# TASK DIRECTIONS:
Repeat, exactly and alone, every line from the line that contains "Exercise. Mark the valley" to the end of the entries.

# INPUT DATA:
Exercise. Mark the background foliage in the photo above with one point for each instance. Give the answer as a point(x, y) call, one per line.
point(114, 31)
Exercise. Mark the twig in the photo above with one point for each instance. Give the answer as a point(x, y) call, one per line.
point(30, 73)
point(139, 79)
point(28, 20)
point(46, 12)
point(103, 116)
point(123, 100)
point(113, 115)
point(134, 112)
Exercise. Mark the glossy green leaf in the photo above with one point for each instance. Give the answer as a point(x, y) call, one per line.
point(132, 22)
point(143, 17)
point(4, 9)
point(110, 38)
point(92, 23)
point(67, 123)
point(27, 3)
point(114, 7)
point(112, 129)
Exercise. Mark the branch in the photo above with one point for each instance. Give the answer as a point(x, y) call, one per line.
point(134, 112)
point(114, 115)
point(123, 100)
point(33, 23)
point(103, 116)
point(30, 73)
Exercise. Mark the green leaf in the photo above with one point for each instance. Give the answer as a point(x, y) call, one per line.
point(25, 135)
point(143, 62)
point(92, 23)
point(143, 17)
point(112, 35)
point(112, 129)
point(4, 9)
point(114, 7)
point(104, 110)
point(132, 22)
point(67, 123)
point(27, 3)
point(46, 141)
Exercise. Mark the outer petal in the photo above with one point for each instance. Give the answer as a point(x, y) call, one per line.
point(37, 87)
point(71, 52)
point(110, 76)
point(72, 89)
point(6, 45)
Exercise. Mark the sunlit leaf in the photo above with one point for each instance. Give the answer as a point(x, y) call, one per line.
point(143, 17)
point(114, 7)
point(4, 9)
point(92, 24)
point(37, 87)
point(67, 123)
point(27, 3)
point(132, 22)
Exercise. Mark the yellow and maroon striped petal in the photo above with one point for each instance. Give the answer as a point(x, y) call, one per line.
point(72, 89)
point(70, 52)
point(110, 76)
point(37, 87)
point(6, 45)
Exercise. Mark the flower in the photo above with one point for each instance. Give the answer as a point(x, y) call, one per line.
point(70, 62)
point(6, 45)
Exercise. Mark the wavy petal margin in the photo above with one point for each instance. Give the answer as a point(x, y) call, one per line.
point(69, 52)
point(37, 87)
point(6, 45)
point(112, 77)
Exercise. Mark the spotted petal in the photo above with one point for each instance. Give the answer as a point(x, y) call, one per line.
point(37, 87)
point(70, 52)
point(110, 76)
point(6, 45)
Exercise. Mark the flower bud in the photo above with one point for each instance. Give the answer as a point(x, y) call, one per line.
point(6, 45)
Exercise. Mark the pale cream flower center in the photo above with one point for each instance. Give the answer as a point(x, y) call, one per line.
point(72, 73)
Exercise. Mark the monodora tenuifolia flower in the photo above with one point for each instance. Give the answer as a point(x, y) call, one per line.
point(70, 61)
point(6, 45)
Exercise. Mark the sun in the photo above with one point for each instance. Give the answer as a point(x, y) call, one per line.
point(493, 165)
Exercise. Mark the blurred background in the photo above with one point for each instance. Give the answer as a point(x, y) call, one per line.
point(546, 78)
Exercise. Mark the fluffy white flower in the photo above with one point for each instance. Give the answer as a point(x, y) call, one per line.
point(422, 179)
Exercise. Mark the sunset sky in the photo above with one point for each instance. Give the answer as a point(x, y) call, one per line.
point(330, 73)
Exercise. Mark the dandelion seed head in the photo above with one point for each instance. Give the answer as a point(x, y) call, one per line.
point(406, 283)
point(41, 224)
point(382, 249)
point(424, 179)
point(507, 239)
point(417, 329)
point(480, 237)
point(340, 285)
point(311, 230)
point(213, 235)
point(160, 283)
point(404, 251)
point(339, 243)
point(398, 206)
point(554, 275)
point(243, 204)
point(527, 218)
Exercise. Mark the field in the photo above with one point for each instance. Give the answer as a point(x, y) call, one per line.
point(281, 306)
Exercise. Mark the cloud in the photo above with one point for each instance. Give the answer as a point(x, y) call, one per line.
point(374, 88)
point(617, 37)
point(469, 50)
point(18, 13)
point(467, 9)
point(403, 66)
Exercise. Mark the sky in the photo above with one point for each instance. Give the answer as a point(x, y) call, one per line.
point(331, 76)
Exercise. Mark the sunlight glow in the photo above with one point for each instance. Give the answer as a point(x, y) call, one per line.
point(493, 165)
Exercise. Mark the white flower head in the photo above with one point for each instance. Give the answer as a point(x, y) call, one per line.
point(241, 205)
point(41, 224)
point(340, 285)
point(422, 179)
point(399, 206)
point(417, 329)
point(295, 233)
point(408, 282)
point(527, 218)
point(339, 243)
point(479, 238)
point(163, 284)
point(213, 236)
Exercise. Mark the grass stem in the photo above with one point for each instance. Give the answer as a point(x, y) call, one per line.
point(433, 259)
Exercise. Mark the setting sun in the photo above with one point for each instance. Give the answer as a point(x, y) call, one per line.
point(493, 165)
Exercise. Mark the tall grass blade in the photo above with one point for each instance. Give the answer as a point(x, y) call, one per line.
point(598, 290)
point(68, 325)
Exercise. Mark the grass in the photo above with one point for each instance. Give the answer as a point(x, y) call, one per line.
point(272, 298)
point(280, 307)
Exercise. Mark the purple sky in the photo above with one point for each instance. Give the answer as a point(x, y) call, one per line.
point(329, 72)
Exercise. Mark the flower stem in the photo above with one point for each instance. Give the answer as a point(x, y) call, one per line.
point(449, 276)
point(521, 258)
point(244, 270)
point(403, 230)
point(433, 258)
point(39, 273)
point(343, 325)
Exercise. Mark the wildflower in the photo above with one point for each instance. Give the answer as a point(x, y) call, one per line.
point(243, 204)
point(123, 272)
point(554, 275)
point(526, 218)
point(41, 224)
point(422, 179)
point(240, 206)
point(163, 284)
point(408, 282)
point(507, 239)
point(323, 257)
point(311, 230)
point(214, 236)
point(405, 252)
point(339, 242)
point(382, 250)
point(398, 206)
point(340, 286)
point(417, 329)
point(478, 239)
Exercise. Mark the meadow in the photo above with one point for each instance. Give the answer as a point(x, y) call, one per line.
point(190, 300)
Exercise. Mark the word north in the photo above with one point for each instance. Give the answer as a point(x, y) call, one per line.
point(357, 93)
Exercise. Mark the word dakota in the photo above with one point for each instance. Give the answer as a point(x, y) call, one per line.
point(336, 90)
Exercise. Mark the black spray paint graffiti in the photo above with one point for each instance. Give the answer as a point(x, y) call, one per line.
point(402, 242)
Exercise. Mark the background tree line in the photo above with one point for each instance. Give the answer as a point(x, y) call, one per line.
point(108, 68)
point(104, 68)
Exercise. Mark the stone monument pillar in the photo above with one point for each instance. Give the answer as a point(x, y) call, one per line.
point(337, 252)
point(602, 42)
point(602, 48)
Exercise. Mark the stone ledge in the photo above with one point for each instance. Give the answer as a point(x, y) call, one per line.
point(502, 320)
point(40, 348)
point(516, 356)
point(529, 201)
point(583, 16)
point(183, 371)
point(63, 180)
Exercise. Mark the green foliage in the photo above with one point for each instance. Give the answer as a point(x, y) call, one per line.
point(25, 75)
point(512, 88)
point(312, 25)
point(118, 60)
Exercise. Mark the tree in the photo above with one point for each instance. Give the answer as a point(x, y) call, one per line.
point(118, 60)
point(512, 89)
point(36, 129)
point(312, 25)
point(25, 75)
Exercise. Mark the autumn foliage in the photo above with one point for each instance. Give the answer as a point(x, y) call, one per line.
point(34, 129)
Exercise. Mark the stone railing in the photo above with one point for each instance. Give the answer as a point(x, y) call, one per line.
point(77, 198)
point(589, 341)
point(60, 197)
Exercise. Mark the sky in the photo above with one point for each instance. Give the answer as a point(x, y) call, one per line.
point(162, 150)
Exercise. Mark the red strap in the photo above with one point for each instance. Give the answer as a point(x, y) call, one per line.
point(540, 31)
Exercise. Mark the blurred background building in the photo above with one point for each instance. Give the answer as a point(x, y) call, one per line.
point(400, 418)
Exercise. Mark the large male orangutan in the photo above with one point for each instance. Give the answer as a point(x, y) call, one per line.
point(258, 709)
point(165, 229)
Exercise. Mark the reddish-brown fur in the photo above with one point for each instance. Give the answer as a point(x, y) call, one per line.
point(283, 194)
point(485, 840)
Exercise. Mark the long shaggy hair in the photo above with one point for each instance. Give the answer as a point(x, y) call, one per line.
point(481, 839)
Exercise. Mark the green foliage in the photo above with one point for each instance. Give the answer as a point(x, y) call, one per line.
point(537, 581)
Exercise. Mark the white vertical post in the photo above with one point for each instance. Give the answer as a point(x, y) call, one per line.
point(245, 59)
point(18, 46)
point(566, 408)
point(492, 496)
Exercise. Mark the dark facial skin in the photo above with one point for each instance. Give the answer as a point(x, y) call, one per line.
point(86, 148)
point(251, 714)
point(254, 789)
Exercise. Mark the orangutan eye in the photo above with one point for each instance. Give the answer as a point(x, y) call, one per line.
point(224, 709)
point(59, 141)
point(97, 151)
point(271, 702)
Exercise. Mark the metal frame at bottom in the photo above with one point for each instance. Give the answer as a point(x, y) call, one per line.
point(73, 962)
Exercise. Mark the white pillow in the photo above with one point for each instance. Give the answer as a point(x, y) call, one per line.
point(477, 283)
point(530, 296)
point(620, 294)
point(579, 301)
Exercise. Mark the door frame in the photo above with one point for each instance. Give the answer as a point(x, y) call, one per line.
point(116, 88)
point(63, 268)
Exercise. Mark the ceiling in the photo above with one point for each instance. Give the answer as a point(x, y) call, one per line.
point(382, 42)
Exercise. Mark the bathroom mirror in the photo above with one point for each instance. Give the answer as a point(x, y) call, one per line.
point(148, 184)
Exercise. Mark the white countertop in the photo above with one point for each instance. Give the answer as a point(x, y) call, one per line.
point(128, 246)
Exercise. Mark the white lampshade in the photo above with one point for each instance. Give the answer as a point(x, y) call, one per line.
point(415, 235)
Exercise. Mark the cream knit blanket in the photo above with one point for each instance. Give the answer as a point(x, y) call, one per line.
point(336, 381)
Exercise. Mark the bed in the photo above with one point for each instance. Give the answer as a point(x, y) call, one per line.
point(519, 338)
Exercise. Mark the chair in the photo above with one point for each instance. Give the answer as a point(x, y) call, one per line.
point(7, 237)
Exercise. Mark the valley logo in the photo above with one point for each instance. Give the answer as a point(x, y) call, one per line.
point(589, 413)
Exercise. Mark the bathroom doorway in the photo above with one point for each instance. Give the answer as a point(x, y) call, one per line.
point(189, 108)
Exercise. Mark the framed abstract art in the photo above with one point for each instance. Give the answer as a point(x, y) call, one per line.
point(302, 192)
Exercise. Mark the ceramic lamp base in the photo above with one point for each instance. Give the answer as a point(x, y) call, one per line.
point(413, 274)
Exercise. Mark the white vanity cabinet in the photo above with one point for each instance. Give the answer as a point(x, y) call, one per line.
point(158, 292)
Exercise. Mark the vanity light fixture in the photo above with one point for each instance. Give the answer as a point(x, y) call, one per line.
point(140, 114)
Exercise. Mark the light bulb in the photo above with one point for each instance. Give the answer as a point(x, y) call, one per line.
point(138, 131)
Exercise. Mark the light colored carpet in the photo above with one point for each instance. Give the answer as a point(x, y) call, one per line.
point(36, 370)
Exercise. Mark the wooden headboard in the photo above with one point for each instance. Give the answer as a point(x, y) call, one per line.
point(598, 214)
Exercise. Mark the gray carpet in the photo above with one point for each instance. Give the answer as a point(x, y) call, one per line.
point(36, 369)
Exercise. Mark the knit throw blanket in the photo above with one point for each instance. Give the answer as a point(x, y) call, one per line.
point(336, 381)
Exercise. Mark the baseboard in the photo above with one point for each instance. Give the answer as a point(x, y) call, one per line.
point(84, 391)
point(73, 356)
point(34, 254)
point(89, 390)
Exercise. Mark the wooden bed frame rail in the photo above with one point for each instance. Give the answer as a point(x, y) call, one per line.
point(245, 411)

# WRITTEN RESPONSE:
Exercise. Mark the valley logo in the photo above with one point for each instance. Give the answer as a point(x, y) call, one per line.
point(589, 413)
Exercise. Mark the bathroom doorway in the photo above with one point for each instance. Give the answer as a point(x, y) call, one per line.
point(189, 108)
Exercise. Mark the framed abstract art in the photo above with one point for each instance. Give the answer as a point(x, y) call, one per line.
point(302, 192)
Exercise. Mark the ceramic lamp base in the photo above with one point for each instance. Give the answer as a point(x, y) call, one per line.
point(413, 274)
Exercise. Mark the white vanity cabinet in the photo above with one point for each instance. Give the answer as a point(x, y) call, one per line.
point(158, 292)
Exercise. Mark the vanity light fixture in the photo above with one point for each instance. Give the answer as a point(x, y) call, one per line.
point(140, 114)
Exercise. Mark the light bulb in the photo above with one point for each instance. Give the answer as a point(x, y) call, one per line.
point(138, 131)
Exercise. Mark the light colored carpet in the photo above with one point for each instance. Give the answer as a point(x, y) call, one per line.
point(36, 370)
Exercise. Mark the wooden headboard in the photo above with one point for each instance. Give the answer as a point(x, y) call, one per line.
point(598, 214)
Exercise. Mark the gray carpet in the photo above with one point for each instance. Give the answer as a point(x, y) call, one per line.
point(36, 369)
Exercise. Mark the knit throw blanket in the photo above with one point for each instance. Give the answer as a point(x, y) call, one per line.
point(336, 381)
Exercise. Mark the baseboard in the photo above with one point for each instance. Give the answer as a point(x, y) call, one per line.
point(84, 391)
point(73, 356)
point(34, 254)
point(89, 390)
Exercise. Mark the wooden bed frame rail in the photo above with one point for each instance. Give the answer as a point(x, y) call, one per line.
point(245, 411)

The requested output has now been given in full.